--- BEGIN AVAILABLE DATA ---
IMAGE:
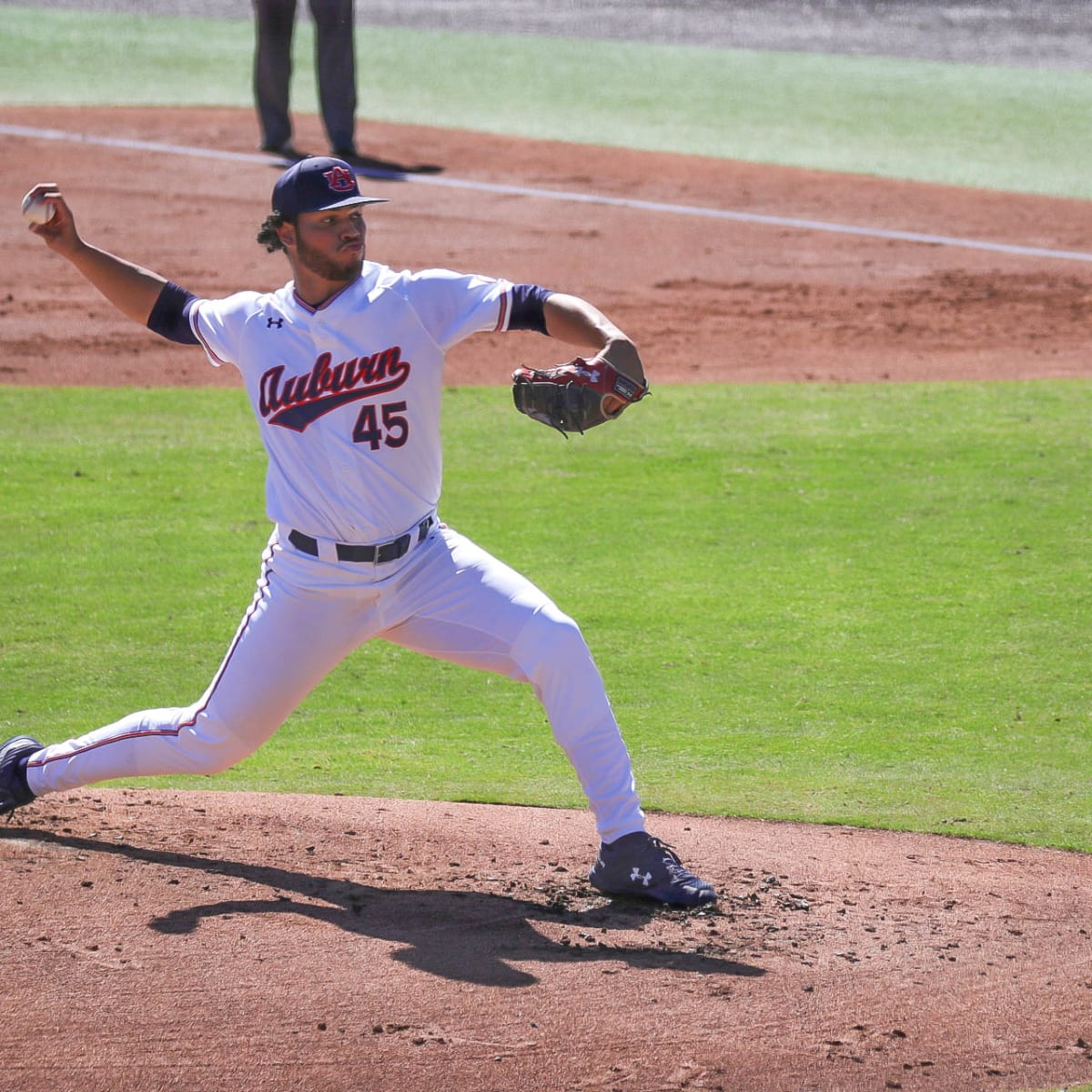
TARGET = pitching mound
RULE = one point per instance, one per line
(206, 940)
(228, 942)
--- END AVAILABLE DATA ---
▶ **YOUR INSTRUCTIONS**: Write out the entries again with "pitching mound" swapped for "baseball mound", keeping everything else unchanged. Omit the pictures.

▶ **WRITTEN RESPONSE**:
IMAGE:
TARGET = baseball mound
RULE = one point per instance, one per line
(206, 940)
(228, 942)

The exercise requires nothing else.